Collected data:
* * *
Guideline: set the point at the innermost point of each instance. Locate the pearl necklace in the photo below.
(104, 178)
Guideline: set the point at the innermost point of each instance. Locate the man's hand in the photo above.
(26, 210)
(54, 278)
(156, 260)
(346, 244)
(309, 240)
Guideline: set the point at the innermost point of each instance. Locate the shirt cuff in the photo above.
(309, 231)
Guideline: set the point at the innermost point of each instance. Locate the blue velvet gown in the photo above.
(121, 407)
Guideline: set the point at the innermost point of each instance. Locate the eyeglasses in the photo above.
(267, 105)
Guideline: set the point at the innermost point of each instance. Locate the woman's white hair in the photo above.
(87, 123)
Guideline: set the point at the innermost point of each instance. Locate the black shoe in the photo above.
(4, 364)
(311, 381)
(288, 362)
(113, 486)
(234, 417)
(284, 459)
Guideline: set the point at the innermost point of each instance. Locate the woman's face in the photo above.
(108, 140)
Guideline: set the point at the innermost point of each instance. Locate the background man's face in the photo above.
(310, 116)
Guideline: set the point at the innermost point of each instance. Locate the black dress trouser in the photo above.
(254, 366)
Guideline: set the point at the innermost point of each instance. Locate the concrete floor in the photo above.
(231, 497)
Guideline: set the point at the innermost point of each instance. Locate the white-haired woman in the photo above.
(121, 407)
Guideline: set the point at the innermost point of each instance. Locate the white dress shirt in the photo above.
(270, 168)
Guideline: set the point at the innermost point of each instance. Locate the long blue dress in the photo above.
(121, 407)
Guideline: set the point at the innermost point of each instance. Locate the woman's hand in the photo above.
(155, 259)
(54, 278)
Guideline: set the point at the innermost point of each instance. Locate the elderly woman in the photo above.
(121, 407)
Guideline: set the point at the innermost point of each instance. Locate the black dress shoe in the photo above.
* * *
*TO DO*.
Print exactly the stretch of lines beginning with the one that holds "shirt in the photo above." and ending at the last line above.

*TASK RESULT*.
Guideline: set the point at the innermost point of each instance. Locate the white dress shirt in the photo above.
(270, 168)
Guideline: set the point at the innermost point of each instance. Locate the long blue dress in the photo above.
(121, 407)
Guideline: set the point at the innermost point of each instance. Locate the woman's hand in the photo above.
(155, 259)
(54, 278)
Guideline: set the point at the innermost point of each instance. Locate the elderly woman in the photo above.
(121, 407)
Guideline: set the point at the innermost point of each instance. Locate the black dress shoe in the photo above.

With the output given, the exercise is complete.